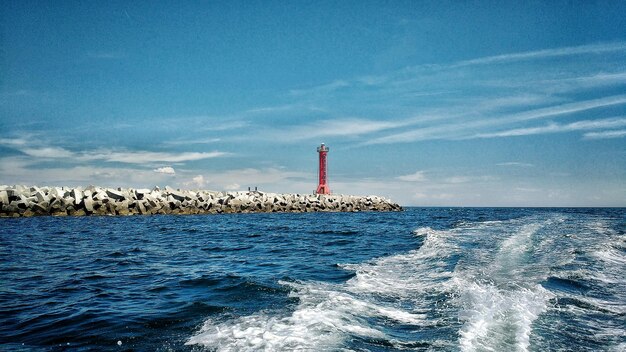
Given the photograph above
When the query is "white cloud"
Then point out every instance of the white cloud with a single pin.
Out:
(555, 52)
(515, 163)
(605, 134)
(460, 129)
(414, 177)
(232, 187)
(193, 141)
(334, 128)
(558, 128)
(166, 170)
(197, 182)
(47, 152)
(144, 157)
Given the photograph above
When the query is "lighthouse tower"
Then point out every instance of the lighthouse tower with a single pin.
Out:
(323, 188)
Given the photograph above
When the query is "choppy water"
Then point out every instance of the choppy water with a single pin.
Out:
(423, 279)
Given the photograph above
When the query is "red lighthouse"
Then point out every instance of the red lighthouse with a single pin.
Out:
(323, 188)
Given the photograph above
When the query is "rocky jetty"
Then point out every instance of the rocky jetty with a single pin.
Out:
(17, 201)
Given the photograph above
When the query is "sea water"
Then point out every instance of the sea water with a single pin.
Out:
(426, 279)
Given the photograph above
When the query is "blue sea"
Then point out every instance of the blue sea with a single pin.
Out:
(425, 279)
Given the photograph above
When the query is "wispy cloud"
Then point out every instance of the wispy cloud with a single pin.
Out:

_Task to complete:_
All of the lines above should be printed exactly, minus the pictures.

_Full answer:_
Given the photograph above
When the query is "white cloud"
Then point out every instance of the white cloud with a single pin.
Out:
(555, 52)
(515, 163)
(605, 134)
(460, 129)
(414, 177)
(232, 187)
(193, 141)
(334, 128)
(558, 128)
(166, 170)
(197, 182)
(47, 152)
(144, 157)
Given the photograph above
When the query is "lighthouse tower"
Then point out every instance of the lighthouse tower with a single pin.
Out:
(323, 188)
Given the photograph above
When the query is "choppy water"
Then point out every instance of the choppy water with a single pin.
Out:
(423, 279)
Given the photograph above
When the query is "red lighthouse"
Then point out every instance of the red lighthouse with a single pin.
Out:
(323, 188)
Given the photograph above
When the query is "rocky jetty"
Then point out every instance of the rocky jetty with a single pin.
Out:
(17, 201)
Given the photograph above
When the query is "sea water"
Then point out every instance of the sea water with a single pin.
Out:
(426, 279)
Given the photograph above
When the query is "blue sea"
Then point out every instance of the blue sea with a single pin.
Out:
(425, 279)
Given the photograph above
When the query is "wispy cloud"
Then point out every instance of the wispy cloud with a single pin.
Out:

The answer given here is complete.